*Short problem:*
Print every one of the records below word for word, keeping each line as it stands.

--- Data for processing ---

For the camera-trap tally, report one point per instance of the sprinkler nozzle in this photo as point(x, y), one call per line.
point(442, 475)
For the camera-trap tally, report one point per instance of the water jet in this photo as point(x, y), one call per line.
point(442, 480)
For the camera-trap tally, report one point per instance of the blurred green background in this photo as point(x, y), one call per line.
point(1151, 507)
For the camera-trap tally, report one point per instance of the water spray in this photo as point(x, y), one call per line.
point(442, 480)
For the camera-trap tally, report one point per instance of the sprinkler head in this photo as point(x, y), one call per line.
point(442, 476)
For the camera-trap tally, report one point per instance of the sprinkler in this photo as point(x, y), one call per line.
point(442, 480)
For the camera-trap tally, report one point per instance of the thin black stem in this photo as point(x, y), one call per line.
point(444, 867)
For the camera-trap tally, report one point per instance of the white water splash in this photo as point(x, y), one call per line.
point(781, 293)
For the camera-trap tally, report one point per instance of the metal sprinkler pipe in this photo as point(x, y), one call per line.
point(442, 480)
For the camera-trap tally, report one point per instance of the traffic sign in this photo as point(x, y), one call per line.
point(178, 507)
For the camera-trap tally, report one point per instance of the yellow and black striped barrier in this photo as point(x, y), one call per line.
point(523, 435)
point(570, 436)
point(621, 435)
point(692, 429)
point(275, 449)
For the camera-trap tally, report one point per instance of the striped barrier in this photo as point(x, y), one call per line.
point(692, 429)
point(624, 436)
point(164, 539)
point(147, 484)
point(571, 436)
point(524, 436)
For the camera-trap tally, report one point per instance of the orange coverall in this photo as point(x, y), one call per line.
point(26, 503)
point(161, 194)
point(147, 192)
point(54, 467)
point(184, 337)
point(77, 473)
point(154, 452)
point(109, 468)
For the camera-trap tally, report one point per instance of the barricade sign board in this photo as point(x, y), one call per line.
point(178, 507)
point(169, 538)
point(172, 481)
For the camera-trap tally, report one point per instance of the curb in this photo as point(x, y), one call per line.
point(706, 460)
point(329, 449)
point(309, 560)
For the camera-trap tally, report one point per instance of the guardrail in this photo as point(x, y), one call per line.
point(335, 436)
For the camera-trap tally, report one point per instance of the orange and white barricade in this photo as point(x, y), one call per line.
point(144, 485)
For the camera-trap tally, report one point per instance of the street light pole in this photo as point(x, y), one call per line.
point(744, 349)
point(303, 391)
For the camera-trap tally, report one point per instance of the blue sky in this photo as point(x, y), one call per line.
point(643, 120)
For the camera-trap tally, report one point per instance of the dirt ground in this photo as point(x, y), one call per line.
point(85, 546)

---

*Worked answer:*
For the camera-trap tally, report one point per instance of the sprinkler nozzle in this photo as point(x, y), one call per line.
point(442, 475)
For the camera-trap tally, report one point per instance of the water jet in this photo as point(x, y), one call per line.
point(442, 480)
For the camera-trap tally, report one point per instance of the blurred green background in this photo as point(x, y), one call per line.
point(1151, 507)
For the camera-trap tally, report one point per instance of the water spray in this photo as point(x, y), one call per line.
point(442, 480)
For the camera-trap tally, report one point per instance of the sprinkler head in this photo as point(x, y), one call per line.
point(442, 476)
For the camera-trap tally, report one point per instance of the sprinkler in this photo as point(x, y), one call per line.
point(442, 480)
For the camera-trap tally, report one point per instance of the thin black stem in this photo as point(x, y), one call per line.
point(444, 867)
For the camera-trap tally, report one point per instance of the white water splash in this photo as point(x, y), one call per line.
point(781, 293)
For the camera-trap tally, report one point per instance of the metal sprinkler pipe in this photo as point(x, y), one call per line.
point(442, 480)
For the camera-trap tally, report one point per instance of the traffic sign in this photo as point(x, y), one call per line.
point(178, 507)
For the camera-trap tally, report one point per instance of the yellow and black striped barrier in this photo as point(x, y), one call per line.
point(523, 435)
point(570, 436)
point(621, 435)
point(692, 429)
point(275, 449)
For the camera-trap tally, report one point per instance of the striped barrier in this photo as point(x, y), one call per line.
point(692, 429)
point(624, 436)
point(164, 539)
point(147, 484)
point(571, 436)
point(524, 436)
For the camera-trap tally, report one point per instance of the orange coverall in this photo as point(x, y), one call per line.
point(26, 503)
point(161, 194)
point(147, 192)
point(54, 467)
point(184, 337)
point(77, 473)
point(154, 452)
point(109, 468)
For the camera-trap tally, report one point per instance of the barricade sign board in this photo as point(x, y), one call per line.
point(178, 507)
point(169, 538)
point(172, 481)
For the camera-trap tally, report one point per instance of the curb in this photo as point(x, y), one call per line.
point(706, 460)
point(329, 449)
point(309, 560)
For the camera-trap tally, report one point per instance of the guardrail in this photo as point(x, y), one call per line.
point(335, 436)
For the camera-trap tally, report one point per instance of the orange and white barricade in this photo as point(x, y), one call per line.
point(144, 485)
For the camera-trap tally, report one point per instance of the street light pole in this photo as point(x, y), one call per line.
point(744, 349)
point(303, 391)
For the camera-trap tally, report one point per instance of the blue sky in this photo as point(x, y), one call per line.
point(643, 120)
For the camera-trap tally, report one point per instance of the dirt ground in this photo as point(x, y), one call per line.
point(85, 546)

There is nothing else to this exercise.